▶ Task to carry out: Look through the entries below and return all lines including the word "stump".

+ + + + + + +

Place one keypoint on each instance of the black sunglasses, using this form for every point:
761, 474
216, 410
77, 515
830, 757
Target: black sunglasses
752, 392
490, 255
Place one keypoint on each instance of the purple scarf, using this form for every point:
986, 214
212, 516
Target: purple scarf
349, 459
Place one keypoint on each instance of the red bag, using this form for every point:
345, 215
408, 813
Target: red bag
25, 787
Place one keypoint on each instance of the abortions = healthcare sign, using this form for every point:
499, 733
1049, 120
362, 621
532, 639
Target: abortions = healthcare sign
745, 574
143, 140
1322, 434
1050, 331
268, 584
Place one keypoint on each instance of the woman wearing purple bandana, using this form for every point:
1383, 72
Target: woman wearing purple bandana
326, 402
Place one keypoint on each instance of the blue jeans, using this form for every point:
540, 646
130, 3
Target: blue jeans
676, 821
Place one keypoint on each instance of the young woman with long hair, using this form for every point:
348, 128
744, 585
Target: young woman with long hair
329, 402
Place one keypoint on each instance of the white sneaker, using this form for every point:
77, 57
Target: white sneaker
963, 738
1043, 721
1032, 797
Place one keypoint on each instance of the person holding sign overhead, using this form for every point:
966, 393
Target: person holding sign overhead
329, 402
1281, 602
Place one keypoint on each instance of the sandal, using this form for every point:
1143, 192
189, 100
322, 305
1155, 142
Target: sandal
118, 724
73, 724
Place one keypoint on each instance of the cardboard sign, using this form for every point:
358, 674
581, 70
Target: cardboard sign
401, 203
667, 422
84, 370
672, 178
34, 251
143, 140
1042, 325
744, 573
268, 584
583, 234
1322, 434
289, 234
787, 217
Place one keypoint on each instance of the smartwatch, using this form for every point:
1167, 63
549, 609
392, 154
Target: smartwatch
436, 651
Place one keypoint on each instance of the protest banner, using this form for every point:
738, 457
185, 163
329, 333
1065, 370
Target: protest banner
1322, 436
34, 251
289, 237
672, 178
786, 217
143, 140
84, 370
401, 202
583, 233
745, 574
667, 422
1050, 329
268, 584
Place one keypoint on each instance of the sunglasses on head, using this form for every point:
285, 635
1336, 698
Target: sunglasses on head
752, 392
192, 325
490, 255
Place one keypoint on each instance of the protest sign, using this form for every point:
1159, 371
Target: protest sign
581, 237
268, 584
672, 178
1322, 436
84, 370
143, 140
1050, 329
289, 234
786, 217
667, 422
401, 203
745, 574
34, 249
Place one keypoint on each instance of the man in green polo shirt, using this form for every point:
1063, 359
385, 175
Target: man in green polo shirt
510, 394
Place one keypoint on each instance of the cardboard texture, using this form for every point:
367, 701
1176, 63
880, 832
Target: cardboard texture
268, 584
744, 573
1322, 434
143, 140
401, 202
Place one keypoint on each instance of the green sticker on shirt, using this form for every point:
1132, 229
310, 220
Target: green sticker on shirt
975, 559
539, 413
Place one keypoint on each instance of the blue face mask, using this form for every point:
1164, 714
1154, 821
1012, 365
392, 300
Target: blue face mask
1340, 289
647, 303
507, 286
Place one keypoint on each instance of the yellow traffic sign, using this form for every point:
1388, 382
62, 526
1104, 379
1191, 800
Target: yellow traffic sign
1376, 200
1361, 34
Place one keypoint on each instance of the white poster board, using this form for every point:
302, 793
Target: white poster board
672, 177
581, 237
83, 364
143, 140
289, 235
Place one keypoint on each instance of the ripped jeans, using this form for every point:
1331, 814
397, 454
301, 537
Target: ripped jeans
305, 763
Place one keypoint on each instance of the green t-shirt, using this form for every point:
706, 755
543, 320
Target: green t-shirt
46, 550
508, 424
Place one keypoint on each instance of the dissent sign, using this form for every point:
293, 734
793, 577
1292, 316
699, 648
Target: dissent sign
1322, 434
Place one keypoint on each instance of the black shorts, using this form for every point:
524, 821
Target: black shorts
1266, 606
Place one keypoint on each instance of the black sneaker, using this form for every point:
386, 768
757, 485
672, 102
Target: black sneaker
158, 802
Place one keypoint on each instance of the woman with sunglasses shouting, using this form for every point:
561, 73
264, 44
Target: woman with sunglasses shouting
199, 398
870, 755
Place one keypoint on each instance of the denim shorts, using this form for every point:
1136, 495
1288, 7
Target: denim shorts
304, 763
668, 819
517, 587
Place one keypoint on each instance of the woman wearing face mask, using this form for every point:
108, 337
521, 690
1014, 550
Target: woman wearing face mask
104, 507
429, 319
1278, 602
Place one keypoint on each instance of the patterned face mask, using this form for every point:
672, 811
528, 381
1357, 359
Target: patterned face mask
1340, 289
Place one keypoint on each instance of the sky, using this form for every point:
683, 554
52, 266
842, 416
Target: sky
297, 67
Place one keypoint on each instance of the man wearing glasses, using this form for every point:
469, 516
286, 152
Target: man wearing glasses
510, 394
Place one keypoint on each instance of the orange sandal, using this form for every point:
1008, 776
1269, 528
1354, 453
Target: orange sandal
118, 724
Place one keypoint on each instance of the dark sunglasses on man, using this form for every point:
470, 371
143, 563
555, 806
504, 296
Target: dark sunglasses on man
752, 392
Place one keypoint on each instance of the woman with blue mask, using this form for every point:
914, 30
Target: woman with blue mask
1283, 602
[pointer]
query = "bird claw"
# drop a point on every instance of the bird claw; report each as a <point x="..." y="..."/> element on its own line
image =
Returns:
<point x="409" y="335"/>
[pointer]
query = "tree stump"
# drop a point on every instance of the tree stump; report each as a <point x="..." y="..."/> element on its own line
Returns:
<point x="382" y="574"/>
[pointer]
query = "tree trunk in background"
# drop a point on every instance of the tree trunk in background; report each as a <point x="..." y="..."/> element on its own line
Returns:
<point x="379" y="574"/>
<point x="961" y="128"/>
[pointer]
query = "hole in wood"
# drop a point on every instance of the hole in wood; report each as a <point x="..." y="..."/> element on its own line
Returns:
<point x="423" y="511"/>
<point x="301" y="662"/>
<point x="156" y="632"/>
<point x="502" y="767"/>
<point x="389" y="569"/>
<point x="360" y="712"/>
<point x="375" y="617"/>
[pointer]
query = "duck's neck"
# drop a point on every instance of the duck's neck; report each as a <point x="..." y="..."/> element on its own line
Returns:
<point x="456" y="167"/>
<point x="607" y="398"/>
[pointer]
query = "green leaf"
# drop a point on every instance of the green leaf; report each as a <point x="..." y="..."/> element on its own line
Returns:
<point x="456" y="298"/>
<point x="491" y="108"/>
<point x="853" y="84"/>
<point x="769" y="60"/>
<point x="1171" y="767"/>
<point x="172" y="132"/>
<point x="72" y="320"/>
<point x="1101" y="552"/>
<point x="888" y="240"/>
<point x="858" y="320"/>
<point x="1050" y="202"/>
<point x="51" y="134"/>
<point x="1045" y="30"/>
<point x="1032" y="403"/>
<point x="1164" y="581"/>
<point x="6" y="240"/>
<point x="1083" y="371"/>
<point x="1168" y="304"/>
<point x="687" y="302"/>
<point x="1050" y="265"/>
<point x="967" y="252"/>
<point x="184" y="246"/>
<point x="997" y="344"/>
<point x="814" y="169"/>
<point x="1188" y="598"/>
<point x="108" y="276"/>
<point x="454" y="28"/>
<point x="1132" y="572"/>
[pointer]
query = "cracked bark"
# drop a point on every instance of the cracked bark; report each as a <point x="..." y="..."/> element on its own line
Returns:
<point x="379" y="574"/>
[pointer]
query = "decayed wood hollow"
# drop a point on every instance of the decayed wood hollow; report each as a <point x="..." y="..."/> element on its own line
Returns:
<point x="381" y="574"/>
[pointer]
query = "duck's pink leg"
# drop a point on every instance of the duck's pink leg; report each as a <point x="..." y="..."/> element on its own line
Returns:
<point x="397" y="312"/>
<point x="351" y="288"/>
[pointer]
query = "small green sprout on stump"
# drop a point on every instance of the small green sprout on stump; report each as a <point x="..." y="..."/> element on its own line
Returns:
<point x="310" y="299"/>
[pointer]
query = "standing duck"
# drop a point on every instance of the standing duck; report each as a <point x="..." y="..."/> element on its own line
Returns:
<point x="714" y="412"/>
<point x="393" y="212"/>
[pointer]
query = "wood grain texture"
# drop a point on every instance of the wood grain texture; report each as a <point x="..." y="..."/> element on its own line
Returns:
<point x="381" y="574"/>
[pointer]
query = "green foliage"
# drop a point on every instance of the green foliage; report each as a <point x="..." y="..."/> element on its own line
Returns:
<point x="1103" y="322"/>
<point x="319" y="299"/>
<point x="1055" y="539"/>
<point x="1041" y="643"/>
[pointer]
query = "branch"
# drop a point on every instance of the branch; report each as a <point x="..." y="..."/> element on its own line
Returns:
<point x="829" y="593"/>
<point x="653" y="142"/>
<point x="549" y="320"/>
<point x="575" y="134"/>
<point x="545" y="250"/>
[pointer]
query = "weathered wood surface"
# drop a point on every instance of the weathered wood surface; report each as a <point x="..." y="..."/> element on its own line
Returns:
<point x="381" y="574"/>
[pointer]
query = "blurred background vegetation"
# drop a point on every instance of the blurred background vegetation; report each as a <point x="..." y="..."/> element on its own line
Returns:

+ + + + + + +

▶ Answer for this exercise:
query = "tree stump"
# drop a point on every instance of the tree stump; report each as a <point x="..." y="..."/> element on its own line
query = "small green sprout on stump"
# drop a point on every instance of the small green sprout on stump; report each as a <point x="..." y="..."/> element on its own line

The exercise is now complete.